**Exercise description:**
Print the records below exactly, with no pictures.

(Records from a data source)
+ + + + + + +

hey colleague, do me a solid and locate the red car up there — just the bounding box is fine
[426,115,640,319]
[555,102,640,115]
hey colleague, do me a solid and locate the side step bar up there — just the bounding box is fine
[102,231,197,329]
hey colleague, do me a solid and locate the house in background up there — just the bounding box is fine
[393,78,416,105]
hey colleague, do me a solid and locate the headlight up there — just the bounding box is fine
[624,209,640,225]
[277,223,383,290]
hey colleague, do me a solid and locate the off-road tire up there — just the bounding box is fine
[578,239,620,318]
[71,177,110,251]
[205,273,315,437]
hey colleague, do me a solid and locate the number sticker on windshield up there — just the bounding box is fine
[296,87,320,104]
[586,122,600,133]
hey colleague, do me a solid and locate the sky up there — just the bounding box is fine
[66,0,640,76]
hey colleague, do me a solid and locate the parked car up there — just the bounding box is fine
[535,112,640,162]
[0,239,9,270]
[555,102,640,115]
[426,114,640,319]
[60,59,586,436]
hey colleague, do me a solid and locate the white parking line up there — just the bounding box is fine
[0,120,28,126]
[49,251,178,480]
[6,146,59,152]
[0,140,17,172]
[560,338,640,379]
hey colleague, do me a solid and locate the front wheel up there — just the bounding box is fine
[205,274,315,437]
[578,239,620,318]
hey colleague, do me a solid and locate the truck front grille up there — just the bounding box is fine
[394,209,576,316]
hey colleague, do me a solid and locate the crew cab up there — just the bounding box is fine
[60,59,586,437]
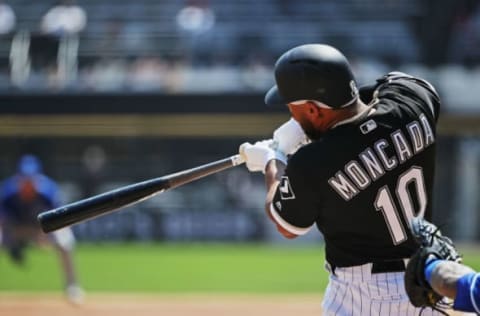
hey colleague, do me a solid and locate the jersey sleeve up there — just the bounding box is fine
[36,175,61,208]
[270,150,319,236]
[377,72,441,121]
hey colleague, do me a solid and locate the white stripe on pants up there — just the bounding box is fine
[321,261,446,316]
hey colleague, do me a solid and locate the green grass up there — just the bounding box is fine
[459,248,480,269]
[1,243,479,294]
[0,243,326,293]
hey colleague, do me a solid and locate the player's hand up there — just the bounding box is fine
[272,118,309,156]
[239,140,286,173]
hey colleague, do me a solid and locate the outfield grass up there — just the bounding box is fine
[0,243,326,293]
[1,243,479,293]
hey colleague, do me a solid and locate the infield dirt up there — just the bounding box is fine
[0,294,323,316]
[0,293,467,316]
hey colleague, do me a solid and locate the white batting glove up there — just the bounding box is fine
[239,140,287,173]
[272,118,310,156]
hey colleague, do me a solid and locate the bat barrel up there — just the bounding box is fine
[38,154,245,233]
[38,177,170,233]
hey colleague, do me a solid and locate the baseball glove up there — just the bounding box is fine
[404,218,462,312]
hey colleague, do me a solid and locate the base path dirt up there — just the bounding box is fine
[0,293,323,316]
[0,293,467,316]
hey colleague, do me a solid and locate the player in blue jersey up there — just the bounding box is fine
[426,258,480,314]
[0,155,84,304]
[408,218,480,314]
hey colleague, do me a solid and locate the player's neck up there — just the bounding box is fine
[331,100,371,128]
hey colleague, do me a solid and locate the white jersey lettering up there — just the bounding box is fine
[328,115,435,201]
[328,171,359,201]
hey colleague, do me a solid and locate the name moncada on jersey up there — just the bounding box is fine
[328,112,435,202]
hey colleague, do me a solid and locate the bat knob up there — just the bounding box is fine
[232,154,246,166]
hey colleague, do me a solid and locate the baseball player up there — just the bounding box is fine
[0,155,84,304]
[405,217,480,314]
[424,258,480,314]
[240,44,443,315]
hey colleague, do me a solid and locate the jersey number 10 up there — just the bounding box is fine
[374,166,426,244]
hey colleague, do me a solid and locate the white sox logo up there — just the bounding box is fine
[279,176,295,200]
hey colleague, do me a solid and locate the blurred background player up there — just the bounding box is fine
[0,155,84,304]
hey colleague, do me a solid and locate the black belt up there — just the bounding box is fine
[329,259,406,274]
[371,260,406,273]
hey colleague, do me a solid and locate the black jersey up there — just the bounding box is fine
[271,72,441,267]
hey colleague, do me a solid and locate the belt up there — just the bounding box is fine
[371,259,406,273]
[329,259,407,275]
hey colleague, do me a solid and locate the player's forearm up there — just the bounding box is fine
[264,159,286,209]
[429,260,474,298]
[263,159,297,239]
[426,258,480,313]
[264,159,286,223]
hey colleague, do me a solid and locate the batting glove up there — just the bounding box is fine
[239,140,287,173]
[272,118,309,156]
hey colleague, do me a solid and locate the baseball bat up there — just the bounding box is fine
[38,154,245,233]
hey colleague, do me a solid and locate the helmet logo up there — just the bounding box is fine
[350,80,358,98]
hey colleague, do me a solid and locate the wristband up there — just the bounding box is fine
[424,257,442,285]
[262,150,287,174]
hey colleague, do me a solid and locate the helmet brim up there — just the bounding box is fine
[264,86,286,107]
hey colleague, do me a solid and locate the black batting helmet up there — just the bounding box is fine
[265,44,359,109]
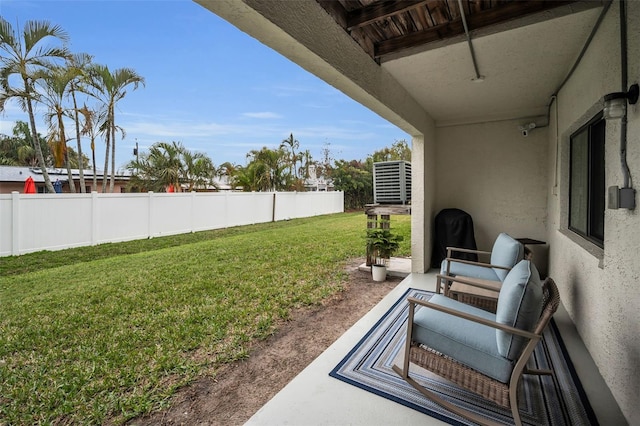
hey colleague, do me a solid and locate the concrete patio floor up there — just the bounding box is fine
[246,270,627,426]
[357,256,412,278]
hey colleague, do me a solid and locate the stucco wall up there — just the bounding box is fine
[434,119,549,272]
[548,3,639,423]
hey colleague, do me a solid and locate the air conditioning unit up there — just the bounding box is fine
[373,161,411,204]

+ + + + + + +

**Exercise response:**
hey colleague, do me a solid and locate the red car up there — just the bounding box is fine
[426,115,640,319]
[555,102,640,115]
hey colleague, do me a solid and locate the side step bar up there — just the bounding box is fine
[102,231,197,329]
hey colleague, do me a solid and locate the house in background up there — just the bounding box is fine
[393,78,416,105]
hey colleague, do me a solid and locate the headlight up there — just the bounding box is fine
[624,209,640,225]
[277,223,383,290]
hey colleague, do me a solid and locate the off-road tire up there — just the bounding box is fine
[578,239,620,318]
[71,177,110,251]
[205,273,315,437]
hey colleague, do me a solid and locate the number sticker on windshield up there — just the bounding box is fine
[296,87,320,104]
[586,122,600,133]
hey colleague, do me a solid and locate the sky up there — just the bounding box is fine
[66,0,640,76]
hey colleague, do me a solid and locate the parked car up there — just the bounding box is fine
[535,112,640,162]
[0,239,9,270]
[555,102,640,115]
[426,114,640,319]
[60,59,586,436]
hey colleague, do me a solid and locate the white parking line up there — just the bounding box is fine
[0,120,28,126]
[49,251,178,480]
[6,146,59,152]
[0,140,17,172]
[560,338,640,379]
hey colleague, do me a solid and locate the front wheel up there — just the bounding box is fine
[205,274,315,437]
[578,239,620,318]
hey colleague, do me a solid and locate the truck front grille up there — just the bounding box is fine
[394,209,576,316]
hey colleague, do me a solid and locate the crew cab up there — just the bounding box is fine
[60,59,586,437]
hey colleague, do me a solid and locate the jersey sleeve up there — just the bounding box is fine
[36,175,61,208]
[270,150,319,236]
[377,72,441,121]
hey colleague, do me a solid and locate the white stripe on pants up there — just the bounding box is fine
[321,261,446,316]
hey colleague, do me a solid and locate the green grass up there — just the bounding box is fine
[459,248,480,269]
[1,243,479,294]
[0,243,326,293]
hey colleague, do me a solid and locate the player's hand up there — just the bounding box is fine
[272,118,309,156]
[239,140,286,173]
hey colleague, do me a solid and locate the outfield grass up there — just the bounding box is fine
[0,243,326,293]
[1,243,479,293]
hey colleague, do me a solid and locate the infield dirt up there — just the bounding box is fine
[0,294,323,316]
[0,293,467,316]
hey colleague, do me a solid and locate the white batting glove up there — just the bounding box is fine
[239,140,287,173]
[272,118,310,156]
hey colleague, do me a solid and locate the bat barrel up there — just the bounding box is fine
[38,154,245,233]
[38,177,170,233]
hey colleague, do me a solid and locate the baseball glove up there — just the bounding box is fine
[404,218,462,312]
hey colleague, do me a solid and locate the base path dirt up there — just the bounding box is fine
[0,293,323,316]
[0,293,467,316]
hey colleague, do me a solid and locate the player in blue jersey up there — just the bounding box is fine
[426,258,480,314]
[0,155,84,304]
[408,218,480,314]
hey colleague, do me a solid and locate the player's neck up there — just the bounding box is fine
[331,100,371,128]
hey colleague, do me a solid and locate the white jersey lettering up there — just the bounding box is fine
[328,115,435,201]
[328,171,359,201]
hey colleague, do me a solid and locate the name moncada on jersey up there — just the bounding box is fine
[328,112,435,202]
hey colleague, do me a solid and locate the bat knob up there — just the bounding box is fine
[232,154,246,166]
hey colleague, do me a solid and locate the baseball player up there — just the bounding box is fine
[0,155,84,304]
[405,217,480,314]
[424,258,480,314]
[240,44,443,315]
hey colleague, do me a solid and locate the jersey number 10 up there — just the bounding box is fine
[374,166,426,244]
hey colleague, do me a solid and locate the white sox logo up there — just the bounding box is fine
[279,176,295,200]
hey colleague, do me a solid and locate the blurred background player up there — just the bounding box is fine
[0,155,84,304]
hey colleague, do me a solid and locate the black belt up there — just the bounding box is fine
[329,259,406,274]
[371,260,406,273]
hey colleague, do me a solid and locate the black jersey up there — just the bounding box is fine
[271,72,441,267]
hey colleague, do me a solid and locate the belt up there — just the bounding box is fine
[371,259,406,273]
[329,259,407,275]
hey colleague, do me a solid and locate the player's forearm up there — just the bounding box is fine
[264,159,286,209]
[429,260,474,298]
[263,159,297,239]
[426,258,480,313]
[264,159,286,223]
hey colleague, do me a solid and locate the batting glove up there — just the bounding box is fine
[239,140,287,173]
[272,118,309,156]
hey colleague, do me a solid and locate the baseball bat up there — just the bounding box is fine
[38,154,245,233]
hey colleague, do me a solid and locate the helmet logo up there — just the bounding box is fine
[350,80,358,98]
hey colleague, do me a solid and locate the wristband up there — just the bounding box is fine
[424,257,442,285]
[262,150,287,174]
hey colleague, do me a solid and locate the helmet brim up there — just the bounding box is fine
[264,86,286,107]
hey colleague, do me a solid and locate the black batting helmet up there — just the bounding box is fine
[265,44,359,109]
hey colleague, do me a solid and locate the concrete patio floor up there — just the bounding box is fine
[246,270,627,426]
[357,256,412,278]
hey colleague, do me a solid and locate the stucco wall up there — just the bounding box is fine
[434,119,549,272]
[548,3,639,423]
hey colleague, do me a solid and locate the air conditioning unit up there — just the bounding box is fine
[373,161,411,204]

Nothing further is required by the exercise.